START GIVEN INFORMATION

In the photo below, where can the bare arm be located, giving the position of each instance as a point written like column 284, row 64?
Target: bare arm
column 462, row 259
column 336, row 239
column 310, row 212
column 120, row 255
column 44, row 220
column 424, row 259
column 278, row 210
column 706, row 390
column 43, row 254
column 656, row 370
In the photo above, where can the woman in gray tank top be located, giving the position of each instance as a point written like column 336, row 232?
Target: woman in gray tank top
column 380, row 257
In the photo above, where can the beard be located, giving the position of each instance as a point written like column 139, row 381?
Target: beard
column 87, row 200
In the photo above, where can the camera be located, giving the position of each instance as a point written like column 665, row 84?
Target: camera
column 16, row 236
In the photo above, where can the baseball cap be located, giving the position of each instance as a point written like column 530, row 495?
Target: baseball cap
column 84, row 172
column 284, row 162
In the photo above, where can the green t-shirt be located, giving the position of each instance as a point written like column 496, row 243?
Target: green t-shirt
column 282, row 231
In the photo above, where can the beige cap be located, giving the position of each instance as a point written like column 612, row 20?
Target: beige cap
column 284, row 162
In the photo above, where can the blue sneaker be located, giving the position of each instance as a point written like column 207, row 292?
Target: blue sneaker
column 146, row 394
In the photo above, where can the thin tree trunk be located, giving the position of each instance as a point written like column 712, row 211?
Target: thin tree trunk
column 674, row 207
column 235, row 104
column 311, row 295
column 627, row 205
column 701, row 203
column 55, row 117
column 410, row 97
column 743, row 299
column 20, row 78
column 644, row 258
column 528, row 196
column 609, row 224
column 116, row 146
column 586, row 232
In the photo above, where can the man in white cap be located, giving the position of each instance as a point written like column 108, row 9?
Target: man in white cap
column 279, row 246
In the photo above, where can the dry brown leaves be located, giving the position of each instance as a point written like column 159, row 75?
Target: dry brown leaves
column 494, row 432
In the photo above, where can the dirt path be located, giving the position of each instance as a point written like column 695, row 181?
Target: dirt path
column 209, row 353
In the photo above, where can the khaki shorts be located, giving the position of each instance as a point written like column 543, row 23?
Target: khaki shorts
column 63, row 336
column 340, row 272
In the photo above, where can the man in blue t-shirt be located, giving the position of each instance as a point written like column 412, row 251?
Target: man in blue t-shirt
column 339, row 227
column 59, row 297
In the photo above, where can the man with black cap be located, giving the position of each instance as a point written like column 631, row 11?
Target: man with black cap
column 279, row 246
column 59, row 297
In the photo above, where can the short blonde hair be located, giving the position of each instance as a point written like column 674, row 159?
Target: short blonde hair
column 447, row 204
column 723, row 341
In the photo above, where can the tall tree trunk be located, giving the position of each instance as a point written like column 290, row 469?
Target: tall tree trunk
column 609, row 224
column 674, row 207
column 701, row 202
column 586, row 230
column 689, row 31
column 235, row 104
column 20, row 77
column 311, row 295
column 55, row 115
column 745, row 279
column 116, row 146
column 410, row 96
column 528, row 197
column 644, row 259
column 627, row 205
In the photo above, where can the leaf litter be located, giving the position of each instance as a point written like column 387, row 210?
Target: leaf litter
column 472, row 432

END GIVEN INFORMATION

__TASK TO COMPLETE__:
Starting at the line that contains "In the photo above, where can the woman" and stopping after the line that contains "In the photo above, where can the baseball", write out every line exactly as it appears above, and no other line.

__SOLUTION FOR THIS PROBLEM__:
In the photo above, where can the woman in gray tank top be located, giving the position of each instance as a point written like column 336, row 232?
Target: woman in gray tank top
column 380, row 257
In the photo above, where can the beard be located, giving the position of each instance as a point written like column 139, row 381?
Target: beard
column 87, row 200
In the photo above, where can the camera be located, giving the position of each instance as a point written like column 665, row 84?
Target: camera
column 16, row 236
In the photo above, where can the baseball cap be located, giving the position of each instance as a point written like column 530, row 495?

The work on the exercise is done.